» **EXERCISE SET**:
**a.** Condense the paragraph of the pension scheme passage that begins "Secondly, larger schemes" into a short bulleted list that keeps its main facts.
**b.** Duplicate the pension scheme passage word for word between "Secondly, larger schemes" and "being demonstrably action-based.", inclusive.
**c.** Summarize the pension scheme passage in two sentences.

» **SOURCE**:

It is important that we approach this discussion with clarity about the framework that already governs occupational pension schemes. From my understanding, there is already a substantial and detailed regulatory architecture in place. First, schemes are required to maintain a statement of investment principles since the reforms introduced in 2019 and 2020. That statement must explicitly address financially material considerations, including environmental, social and governance factors. It must set out how climate change is taken into account, describe stewardship policies, including voting and engagement, and explain how such risks are integrated into investment decision-making. This is no longer optional; it is embedded in the core governance documents of the scheme.

Secondly, larger schemes are required to publish an annual implementation statement. This must explain how the policies set out in the statement of investment principles have in fact been followed. In other words, schemes must not merely declare their approach to environmental, social and governance matters but demonstrate how that approach has been put into practice. This has moved the framework from being purely policy-based to being demonstrably action-based.

» **SUPPLIED DATA**:

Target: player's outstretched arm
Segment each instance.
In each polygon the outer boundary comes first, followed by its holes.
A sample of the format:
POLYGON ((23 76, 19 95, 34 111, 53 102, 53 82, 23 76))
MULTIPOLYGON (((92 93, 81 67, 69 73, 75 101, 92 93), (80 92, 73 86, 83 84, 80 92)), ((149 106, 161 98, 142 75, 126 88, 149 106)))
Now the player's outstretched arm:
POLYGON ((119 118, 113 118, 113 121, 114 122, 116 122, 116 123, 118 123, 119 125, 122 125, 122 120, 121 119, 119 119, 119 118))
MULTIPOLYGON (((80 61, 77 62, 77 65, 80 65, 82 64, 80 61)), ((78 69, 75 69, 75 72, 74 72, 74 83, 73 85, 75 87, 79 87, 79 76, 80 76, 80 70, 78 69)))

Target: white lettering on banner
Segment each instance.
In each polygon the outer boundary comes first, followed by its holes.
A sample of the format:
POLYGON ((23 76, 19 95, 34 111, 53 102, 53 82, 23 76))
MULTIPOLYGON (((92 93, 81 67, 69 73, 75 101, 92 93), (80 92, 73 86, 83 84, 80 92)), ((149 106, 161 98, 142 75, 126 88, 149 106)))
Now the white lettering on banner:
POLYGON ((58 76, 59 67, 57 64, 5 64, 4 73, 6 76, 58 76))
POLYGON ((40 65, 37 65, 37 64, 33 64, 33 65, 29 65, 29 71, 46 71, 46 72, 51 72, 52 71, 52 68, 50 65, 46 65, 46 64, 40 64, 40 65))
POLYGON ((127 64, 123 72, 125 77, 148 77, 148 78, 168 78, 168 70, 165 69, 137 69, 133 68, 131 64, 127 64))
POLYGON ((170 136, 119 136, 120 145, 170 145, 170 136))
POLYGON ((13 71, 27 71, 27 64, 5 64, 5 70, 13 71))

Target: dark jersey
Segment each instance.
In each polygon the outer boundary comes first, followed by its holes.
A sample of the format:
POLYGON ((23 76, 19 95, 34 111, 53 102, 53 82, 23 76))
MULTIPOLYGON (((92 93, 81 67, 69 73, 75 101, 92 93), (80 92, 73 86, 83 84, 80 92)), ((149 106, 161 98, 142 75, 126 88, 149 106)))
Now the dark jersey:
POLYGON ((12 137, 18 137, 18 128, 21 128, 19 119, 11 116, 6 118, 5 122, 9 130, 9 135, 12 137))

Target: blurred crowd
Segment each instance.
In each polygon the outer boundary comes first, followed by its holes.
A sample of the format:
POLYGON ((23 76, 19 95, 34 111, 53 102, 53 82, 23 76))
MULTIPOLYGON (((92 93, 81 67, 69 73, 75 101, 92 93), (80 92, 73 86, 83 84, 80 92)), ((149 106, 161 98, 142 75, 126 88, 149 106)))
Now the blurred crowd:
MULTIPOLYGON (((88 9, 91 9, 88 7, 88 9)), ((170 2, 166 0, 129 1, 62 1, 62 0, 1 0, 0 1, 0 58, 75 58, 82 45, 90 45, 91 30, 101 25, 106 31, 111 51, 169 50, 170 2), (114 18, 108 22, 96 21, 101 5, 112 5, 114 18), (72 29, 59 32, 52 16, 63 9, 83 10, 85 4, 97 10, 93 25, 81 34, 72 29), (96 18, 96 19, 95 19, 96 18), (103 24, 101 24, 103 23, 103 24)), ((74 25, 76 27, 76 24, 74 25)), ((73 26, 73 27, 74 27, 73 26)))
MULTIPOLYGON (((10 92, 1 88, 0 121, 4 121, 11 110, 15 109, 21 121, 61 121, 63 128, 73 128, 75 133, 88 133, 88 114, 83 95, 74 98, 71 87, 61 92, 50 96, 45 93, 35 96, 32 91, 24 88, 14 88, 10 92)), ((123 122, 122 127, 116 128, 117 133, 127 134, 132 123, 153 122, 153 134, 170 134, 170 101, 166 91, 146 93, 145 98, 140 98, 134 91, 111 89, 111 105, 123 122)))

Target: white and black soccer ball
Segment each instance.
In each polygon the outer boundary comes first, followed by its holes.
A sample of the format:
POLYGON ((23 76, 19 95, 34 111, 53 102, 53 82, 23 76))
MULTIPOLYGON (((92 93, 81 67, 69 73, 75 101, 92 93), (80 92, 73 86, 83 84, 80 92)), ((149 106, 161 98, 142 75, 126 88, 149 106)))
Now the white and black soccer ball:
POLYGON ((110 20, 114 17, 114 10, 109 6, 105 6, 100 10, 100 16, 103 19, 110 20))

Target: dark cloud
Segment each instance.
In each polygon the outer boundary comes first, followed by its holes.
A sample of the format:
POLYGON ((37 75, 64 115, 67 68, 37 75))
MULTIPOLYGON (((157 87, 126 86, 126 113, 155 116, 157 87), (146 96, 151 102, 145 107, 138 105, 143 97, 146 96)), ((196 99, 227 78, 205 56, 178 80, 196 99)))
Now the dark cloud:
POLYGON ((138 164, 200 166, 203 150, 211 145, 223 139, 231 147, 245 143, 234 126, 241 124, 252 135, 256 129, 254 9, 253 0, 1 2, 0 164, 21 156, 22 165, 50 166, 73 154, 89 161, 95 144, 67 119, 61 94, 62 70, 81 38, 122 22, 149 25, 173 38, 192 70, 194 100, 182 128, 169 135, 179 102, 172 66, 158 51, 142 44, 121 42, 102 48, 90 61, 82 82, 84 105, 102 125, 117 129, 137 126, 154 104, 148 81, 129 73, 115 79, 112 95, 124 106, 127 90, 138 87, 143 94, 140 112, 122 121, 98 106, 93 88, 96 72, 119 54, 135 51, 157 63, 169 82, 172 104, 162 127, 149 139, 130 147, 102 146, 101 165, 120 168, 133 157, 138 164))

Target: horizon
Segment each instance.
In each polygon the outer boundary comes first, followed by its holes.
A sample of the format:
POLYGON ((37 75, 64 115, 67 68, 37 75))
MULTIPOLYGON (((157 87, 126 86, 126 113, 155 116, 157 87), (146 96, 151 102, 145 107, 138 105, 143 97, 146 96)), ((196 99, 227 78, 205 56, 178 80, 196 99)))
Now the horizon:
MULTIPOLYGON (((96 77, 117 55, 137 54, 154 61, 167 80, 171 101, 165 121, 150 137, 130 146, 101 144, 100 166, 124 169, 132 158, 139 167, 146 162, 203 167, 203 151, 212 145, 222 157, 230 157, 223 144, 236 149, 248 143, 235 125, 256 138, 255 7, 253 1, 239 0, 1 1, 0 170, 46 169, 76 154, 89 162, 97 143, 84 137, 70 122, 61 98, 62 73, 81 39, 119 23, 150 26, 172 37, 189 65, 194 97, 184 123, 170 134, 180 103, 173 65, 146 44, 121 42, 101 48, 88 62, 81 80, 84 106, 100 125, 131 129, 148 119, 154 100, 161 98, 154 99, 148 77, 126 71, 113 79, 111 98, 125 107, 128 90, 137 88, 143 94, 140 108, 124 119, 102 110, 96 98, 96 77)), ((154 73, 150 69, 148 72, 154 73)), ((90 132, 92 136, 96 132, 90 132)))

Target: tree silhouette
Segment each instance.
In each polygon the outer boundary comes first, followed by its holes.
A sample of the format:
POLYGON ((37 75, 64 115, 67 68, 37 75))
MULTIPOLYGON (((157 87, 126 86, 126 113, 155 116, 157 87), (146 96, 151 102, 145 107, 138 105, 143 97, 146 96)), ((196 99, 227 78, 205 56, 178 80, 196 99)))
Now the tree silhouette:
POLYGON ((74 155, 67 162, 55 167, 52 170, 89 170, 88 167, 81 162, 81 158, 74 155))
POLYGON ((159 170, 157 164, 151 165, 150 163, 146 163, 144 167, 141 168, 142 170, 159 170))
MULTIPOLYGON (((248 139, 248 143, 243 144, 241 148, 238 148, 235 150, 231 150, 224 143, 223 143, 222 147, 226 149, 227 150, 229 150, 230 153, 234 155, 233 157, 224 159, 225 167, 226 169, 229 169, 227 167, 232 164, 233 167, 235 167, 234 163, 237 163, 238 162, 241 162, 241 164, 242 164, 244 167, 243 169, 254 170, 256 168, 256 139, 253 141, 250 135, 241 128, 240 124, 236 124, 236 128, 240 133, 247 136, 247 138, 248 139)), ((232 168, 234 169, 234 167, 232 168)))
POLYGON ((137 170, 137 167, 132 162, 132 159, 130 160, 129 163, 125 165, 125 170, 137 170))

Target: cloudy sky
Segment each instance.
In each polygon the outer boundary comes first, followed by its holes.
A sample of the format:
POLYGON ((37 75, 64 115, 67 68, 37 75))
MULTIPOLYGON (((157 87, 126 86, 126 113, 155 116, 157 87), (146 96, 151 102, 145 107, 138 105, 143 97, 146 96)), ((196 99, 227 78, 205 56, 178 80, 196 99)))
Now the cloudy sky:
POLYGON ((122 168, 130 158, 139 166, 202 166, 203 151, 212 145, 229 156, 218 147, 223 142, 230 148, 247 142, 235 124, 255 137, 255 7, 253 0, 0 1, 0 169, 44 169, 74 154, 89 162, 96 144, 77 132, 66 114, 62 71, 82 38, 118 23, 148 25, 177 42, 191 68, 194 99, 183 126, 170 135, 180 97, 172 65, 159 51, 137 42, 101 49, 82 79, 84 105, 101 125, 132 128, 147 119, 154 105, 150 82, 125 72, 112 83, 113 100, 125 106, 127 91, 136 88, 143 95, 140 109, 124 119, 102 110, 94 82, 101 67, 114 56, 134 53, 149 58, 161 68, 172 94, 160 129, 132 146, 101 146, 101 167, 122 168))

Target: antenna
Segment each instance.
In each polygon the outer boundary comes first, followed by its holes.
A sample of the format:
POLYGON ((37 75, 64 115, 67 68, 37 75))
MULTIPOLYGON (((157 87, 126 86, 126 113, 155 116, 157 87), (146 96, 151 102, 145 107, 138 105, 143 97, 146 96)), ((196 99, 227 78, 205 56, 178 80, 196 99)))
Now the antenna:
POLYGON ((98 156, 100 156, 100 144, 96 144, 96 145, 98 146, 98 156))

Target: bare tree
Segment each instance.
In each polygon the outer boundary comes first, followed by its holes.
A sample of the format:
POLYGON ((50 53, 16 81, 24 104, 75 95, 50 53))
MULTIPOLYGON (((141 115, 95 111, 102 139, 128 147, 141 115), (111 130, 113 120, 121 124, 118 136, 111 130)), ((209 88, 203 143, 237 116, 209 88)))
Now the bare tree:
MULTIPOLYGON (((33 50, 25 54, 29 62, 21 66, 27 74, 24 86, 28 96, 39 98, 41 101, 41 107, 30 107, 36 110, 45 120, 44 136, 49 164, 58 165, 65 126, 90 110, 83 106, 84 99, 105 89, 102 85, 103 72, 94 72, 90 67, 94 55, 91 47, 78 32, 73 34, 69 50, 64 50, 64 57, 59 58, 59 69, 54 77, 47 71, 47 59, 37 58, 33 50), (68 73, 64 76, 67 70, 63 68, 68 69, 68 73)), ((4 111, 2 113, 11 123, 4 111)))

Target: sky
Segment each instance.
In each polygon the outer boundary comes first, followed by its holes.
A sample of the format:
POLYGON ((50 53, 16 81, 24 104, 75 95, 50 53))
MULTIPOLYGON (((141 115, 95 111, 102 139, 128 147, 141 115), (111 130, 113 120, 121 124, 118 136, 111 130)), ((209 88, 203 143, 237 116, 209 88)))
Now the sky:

» **TASK RESULTS**:
**a.**
- Larger schemes must publish an annual implementation statement.
- The statement must explain how the policies in the statement of investment principles have actually been followed.
- Schemes must show how their environmental, social and governance approach has been put into practice, not merely declare it.
- This has shifted the framework from purely policy-based to demonstrably action-based.

**b.**
Secondly, larger schemes are required to publish an annual implementation statement. This must explain how the policies set out in the statement of investment principles have in fact been followed. In other words, schemes must not merely declare their approach to environmental, social and governance matters but demonstrate how that approach has been put into practice. This has moved the framework from being purely policy-based to being demonstrably action-based.

**c.** Since the 2019 and 2020 reforms, occupational pension schemes have had to maintain a statement of investment principles that addresses environmental, social and governance factors, climate change, and stewardship policies such as voting and engagement. Larger schemes must also publish an annual implementation statement showing how those policies have actually been followed, which makes the framework action-based rather than purely policy-based.